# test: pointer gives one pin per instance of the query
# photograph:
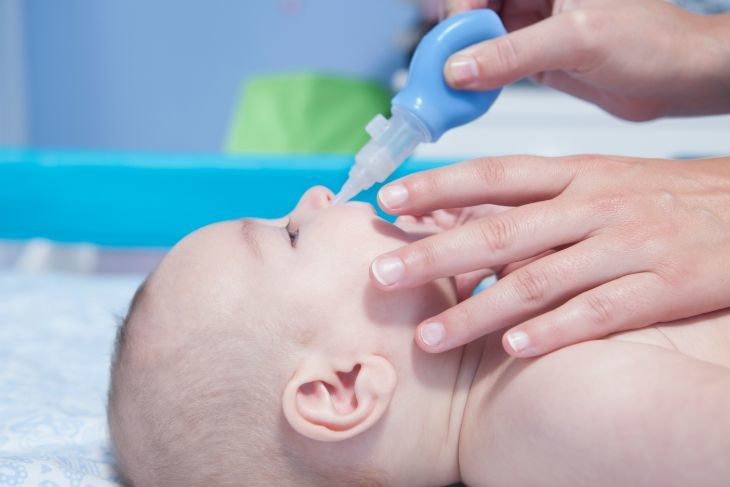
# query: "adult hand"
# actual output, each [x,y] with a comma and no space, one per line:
[608,244]
[637,59]
[422,226]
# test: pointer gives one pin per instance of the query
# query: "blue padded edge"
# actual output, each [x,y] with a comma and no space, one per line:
[151,200]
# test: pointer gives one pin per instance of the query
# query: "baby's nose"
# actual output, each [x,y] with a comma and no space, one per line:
[317,198]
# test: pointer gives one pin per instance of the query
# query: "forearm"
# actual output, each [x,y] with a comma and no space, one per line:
[606,413]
⁂
*The task*: Write out all of the material above again, putting "locator" in place of each "pointer" and leaving everything else unchanged. Omit the picture.

*Task result*:
# test: locator gives one pin per instance of the query
# photograph:
# query: "adult hand"
# actual output, each [x,y] with a comma and no space, one per line:
[608,244]
[637,59]
[422,226]
# test: locator gives one pin per instance of the query
# query: "blue padded edge"
# actual output, each [x,y] with a comma and no space, one per line:
[151,200]
# test: locator gives one pin per instance of the query
# query: "baby's nose"
# actual output, each [x,y] with a comma and no space, one per line:
[317,198]
# test: locator gives one pin per instance of the query
# query: "forearm"
# actual output, each [x,y] with a comma and no space, one per line:
[606,413]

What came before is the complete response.